#### Brief:
Rewrite the items from the line that contains "QUESTION: Looking at the provided image, pinpoint the smile" through the line that contains "[262,314,271,335]", changing "pinpoint" to "locate" and leaving everything else unchanged. Return only those lines.

#### Input material:

>> start

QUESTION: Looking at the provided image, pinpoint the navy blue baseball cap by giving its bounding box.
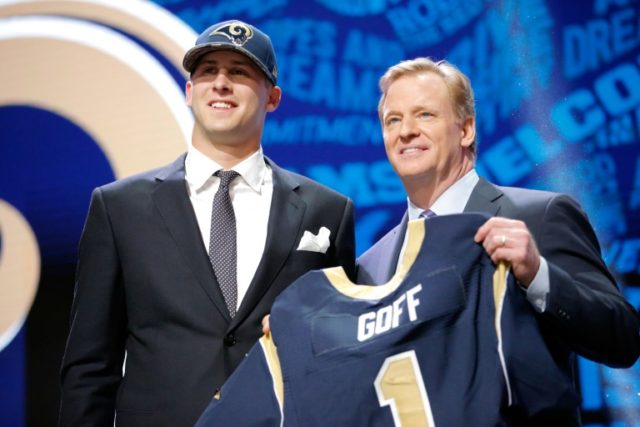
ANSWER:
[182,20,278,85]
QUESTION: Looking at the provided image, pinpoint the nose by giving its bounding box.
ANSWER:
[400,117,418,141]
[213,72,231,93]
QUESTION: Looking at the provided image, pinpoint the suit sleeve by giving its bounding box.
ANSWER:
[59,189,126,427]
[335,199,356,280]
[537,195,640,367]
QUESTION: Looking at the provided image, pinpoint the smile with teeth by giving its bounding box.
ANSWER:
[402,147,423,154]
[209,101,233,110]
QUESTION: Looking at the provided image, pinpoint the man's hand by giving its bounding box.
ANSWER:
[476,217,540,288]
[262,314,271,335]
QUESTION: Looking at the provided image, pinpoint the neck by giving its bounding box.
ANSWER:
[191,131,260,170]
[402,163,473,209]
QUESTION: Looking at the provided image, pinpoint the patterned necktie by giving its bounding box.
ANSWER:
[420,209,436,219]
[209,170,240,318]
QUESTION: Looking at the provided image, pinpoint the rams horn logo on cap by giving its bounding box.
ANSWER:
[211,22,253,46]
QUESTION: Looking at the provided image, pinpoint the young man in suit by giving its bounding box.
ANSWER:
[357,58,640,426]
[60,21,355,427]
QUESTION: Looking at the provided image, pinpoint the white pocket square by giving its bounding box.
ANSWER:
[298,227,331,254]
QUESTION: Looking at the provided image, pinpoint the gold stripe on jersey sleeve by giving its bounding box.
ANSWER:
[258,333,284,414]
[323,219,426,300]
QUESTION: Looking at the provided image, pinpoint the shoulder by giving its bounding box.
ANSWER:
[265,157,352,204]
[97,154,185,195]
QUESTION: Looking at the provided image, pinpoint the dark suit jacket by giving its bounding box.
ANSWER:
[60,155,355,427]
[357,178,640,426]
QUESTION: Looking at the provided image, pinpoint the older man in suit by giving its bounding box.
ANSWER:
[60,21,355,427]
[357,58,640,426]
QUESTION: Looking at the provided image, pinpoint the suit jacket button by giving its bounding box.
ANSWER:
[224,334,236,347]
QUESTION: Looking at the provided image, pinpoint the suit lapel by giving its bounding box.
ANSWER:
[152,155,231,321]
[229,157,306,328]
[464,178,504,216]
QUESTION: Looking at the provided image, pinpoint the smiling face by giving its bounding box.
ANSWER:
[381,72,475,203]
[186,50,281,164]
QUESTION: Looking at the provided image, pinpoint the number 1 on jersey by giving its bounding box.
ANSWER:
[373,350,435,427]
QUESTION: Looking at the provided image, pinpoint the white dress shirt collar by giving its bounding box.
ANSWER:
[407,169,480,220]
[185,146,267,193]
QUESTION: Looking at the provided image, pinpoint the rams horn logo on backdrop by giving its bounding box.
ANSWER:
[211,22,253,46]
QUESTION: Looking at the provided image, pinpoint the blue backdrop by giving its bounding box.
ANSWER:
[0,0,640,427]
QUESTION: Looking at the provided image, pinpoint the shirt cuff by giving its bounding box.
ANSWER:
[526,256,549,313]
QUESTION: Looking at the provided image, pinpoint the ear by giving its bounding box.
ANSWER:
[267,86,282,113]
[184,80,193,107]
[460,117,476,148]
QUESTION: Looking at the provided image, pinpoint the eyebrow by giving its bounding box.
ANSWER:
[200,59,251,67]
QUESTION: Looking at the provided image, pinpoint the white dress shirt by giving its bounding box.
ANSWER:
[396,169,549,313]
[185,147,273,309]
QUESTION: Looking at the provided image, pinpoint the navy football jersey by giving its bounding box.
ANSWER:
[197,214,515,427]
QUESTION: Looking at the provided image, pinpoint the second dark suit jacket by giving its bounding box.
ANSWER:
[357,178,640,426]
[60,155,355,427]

>> end
>> start

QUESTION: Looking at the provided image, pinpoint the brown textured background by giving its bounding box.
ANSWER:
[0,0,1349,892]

>> end

#### Task solution:
QUESTION: Looking at the provided image, locate the smile with teeth by giving its bounding box.
ANSWER:
[402,147,423,154]
[209,101,233,110]
QUESTION: Looking at the provided image, locate the man's hand by giving its bounding box.
ANSWER:
[476,217,540,288]
[262,314,271,335]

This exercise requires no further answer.